:: Exercise materials
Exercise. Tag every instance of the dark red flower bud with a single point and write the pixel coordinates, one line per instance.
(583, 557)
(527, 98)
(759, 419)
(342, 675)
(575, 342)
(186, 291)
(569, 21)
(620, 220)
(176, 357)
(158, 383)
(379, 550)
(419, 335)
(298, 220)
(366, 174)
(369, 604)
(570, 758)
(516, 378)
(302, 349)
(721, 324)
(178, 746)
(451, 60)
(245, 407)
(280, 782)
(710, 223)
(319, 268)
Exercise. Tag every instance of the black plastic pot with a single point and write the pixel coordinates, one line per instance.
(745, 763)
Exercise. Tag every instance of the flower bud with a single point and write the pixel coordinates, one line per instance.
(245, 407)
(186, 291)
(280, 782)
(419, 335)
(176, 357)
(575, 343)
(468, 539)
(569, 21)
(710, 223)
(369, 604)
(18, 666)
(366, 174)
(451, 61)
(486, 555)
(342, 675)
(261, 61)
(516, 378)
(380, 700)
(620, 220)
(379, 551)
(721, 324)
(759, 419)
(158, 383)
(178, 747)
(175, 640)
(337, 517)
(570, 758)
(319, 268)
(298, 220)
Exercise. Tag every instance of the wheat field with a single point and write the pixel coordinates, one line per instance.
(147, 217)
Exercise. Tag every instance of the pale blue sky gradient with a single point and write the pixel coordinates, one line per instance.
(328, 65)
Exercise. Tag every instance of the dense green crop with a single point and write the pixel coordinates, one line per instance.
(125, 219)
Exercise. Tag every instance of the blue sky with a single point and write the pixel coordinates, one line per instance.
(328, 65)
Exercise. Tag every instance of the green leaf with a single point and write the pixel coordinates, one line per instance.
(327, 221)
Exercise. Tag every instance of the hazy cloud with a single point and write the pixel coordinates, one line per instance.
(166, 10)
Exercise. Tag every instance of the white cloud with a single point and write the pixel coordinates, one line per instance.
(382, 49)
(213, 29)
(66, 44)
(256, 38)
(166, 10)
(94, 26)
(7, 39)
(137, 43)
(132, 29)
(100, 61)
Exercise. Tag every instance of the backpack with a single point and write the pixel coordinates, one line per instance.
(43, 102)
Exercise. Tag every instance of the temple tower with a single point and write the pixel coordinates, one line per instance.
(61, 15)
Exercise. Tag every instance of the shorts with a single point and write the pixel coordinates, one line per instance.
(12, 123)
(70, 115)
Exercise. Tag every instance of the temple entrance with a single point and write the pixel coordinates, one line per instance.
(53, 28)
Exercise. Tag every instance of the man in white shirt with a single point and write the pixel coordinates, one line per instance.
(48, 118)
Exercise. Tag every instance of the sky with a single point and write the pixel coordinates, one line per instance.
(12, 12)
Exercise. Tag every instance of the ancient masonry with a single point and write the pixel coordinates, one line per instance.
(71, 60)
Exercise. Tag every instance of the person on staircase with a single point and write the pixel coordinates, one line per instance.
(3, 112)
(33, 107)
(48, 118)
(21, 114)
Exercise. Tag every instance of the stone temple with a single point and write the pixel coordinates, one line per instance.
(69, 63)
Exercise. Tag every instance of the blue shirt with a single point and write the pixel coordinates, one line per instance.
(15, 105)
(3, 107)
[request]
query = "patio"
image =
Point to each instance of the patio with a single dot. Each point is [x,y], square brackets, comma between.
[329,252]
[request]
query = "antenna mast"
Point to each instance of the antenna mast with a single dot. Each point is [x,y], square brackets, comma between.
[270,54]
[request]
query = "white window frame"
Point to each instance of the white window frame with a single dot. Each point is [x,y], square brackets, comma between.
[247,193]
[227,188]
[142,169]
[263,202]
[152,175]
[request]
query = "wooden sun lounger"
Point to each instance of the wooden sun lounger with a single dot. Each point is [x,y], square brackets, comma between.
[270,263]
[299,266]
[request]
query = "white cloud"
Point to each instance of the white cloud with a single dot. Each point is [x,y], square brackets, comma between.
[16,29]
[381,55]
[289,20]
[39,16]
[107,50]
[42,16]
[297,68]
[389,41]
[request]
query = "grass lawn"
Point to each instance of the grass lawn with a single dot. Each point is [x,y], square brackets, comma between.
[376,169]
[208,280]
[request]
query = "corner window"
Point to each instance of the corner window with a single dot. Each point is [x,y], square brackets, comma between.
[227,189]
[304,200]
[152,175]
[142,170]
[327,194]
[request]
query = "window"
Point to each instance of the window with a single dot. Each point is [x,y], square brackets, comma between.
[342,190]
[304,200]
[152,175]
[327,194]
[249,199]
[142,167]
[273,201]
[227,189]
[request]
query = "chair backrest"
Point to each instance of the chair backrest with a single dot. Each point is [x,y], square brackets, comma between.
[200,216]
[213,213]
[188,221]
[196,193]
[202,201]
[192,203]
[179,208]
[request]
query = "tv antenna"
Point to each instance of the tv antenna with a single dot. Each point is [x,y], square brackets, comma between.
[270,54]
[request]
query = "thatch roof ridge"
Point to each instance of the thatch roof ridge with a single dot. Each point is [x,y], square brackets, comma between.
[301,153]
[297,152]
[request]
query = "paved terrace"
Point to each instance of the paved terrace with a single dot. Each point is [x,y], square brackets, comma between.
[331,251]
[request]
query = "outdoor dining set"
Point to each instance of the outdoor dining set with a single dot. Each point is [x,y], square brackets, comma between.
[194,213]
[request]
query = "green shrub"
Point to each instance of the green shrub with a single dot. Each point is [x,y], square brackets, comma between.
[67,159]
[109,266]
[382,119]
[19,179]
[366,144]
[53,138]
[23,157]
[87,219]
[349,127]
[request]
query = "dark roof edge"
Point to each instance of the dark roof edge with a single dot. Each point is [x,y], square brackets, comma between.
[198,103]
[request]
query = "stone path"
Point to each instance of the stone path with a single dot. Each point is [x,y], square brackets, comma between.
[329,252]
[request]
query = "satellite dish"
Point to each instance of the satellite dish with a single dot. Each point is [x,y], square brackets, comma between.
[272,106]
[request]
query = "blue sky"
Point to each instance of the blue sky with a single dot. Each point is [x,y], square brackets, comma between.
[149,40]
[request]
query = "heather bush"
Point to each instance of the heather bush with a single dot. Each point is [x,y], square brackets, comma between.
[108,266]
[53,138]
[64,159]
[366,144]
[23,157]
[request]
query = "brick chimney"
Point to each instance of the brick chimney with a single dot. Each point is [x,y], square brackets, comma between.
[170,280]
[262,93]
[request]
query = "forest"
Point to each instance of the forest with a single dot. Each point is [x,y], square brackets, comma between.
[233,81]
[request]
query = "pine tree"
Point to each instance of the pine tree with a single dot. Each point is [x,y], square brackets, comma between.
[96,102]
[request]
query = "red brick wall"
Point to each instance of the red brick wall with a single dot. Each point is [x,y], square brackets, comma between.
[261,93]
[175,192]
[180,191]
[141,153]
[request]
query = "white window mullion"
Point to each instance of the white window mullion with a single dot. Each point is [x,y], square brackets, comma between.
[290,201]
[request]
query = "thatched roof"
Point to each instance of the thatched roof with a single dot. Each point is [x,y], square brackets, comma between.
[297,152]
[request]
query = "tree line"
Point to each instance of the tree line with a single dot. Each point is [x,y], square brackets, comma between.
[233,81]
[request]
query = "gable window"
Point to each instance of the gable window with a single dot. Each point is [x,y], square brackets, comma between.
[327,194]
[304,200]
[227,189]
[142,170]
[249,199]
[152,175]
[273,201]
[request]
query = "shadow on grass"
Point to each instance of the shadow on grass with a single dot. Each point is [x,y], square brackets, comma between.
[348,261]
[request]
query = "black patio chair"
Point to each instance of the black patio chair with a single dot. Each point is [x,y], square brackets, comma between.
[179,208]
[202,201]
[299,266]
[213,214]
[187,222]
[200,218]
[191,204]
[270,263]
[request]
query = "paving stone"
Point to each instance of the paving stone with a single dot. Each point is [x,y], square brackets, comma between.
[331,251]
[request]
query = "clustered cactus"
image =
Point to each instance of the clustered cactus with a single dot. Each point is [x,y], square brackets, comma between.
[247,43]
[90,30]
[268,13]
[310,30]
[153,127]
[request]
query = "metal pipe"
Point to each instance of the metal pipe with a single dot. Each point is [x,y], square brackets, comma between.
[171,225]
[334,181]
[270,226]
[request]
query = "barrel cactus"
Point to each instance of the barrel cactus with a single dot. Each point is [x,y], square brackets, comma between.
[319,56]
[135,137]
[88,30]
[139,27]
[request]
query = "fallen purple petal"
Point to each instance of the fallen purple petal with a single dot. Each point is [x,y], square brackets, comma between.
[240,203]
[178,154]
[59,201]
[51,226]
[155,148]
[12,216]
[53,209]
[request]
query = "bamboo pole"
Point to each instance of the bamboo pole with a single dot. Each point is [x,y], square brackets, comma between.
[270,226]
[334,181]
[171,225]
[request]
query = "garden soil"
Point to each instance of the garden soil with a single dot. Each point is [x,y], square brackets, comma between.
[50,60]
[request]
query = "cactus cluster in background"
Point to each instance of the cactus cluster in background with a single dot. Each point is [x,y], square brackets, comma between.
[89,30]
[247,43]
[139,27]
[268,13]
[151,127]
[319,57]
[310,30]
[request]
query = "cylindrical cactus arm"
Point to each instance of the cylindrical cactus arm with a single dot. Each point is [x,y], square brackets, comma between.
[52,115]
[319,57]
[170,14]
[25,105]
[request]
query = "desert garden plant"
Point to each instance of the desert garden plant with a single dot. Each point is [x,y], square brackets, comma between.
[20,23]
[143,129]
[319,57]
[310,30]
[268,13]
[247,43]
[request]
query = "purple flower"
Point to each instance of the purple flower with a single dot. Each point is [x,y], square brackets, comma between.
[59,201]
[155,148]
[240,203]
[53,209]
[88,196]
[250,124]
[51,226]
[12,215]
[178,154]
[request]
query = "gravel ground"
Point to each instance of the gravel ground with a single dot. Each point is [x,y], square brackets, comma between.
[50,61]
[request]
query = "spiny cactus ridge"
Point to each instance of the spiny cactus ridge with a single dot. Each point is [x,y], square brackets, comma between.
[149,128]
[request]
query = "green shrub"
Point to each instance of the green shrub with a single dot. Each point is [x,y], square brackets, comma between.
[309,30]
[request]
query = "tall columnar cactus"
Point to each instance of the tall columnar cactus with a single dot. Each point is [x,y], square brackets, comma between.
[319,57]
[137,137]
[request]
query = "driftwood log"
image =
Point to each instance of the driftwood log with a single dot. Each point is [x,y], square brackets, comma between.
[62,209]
::::
*Objective*.
Locate every line in the material above that contains the word "corner" and copy each such line in full.

*Expected answer*.
query = "corner window"
Point to each instance of the corner window with a single dot. Each point is [x,y], square brackets, comma between.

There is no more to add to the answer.